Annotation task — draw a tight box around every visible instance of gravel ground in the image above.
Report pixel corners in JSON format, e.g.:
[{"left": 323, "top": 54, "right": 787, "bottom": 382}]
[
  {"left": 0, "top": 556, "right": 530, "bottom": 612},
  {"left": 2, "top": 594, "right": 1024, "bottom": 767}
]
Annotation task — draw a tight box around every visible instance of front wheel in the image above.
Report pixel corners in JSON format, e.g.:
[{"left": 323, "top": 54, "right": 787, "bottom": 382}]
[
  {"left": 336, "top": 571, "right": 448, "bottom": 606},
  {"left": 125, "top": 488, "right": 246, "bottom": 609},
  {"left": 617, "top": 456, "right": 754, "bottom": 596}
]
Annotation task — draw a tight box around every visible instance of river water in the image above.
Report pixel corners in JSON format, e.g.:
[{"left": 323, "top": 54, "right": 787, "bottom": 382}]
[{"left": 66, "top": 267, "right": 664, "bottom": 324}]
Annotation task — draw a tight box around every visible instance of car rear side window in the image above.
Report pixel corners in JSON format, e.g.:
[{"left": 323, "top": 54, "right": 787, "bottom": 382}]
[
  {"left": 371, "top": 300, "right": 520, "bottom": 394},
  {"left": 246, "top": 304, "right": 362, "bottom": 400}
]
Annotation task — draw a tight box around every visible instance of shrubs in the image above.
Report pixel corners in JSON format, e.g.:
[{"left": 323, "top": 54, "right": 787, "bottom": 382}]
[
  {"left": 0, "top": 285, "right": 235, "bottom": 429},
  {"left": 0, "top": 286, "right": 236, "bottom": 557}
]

> **AIM OF THE EXERCISE**
In the records above, find the line containing "shrubs in the image above." and print it and every later line exactly, through the last one.

> **ANSWER SECTION**
Annotation task — draw a tight box around every visible instance of shrubs in the image above.
Report pixel corners in JSON format, e.g.:
[{"left": 323, "top": 54, "right": 787, "bottom": 382}]
[
  {"left": 0, "top": 285, "right": 235, "bottom": 429},
  {"left": 0, "top": 286, "right": 236, "bottom": 557}
]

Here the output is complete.